* GIVEN PROBLEM: Reproduce the listing below, swapping "passing-network plot" for "shot map" throughout and leaving everything else as it is.
** begin RECORD EXTRACTS **
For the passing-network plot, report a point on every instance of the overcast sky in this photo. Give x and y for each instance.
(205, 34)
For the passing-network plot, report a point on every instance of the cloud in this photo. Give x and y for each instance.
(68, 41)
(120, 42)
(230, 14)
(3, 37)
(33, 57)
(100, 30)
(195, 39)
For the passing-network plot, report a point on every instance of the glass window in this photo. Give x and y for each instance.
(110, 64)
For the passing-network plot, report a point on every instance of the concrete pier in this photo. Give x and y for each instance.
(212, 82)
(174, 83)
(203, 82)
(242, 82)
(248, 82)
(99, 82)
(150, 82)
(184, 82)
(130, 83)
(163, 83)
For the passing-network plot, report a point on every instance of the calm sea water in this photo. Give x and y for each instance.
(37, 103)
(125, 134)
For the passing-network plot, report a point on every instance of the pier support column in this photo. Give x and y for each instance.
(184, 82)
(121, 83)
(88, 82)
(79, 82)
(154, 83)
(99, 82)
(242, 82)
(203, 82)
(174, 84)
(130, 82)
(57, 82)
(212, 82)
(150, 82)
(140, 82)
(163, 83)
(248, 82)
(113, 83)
** end RECORD EXTRACTS **
* RESPONSE TO THE EXERCISE:
For the shot map, report a point on every instance of the overcast sky in this photo. Give x and y for each instance.
(205, 34)
For the shot map, report a point on every instance of the cloud in this photo. Give x and y for each instance.
(68, 41)
(120, 42)
(230, 14)
(3, 37)
(33, 57)
(100, 30)
(195, 39)
For the shot map, report a point on every instance of the glass window in this photo. Give x and y for each instance.
(110, 64)
For the shot map, report a point on every instance of the concrete pier in this photo. Give x and y for each instance.
(212, 82)
(174, 83)
(203, 82)
(242, 82)
(248, 82)
(99, 82)
(150, 82)
(184, 82)
(130, 83)
(163, 83)
For the shot map, report a point on every instance of the calm sea water in this photo. Give x and y for each instance.
(37, 103)
(125, 134)
For the shot map, report a point on every instance of the pier support column in this photo. Give x and y for each instance.
(184, 82)
(121, 83)
(88, 82)
(79, 82)
(154, 83)
(99, 82)
(242, 82)
(203, 82)
(174, 84)
(130, 82)
(57, 82)
(212, 82)
(150, 82)
(140, 82)
(163, 83)
(248, 82)
(113, 83)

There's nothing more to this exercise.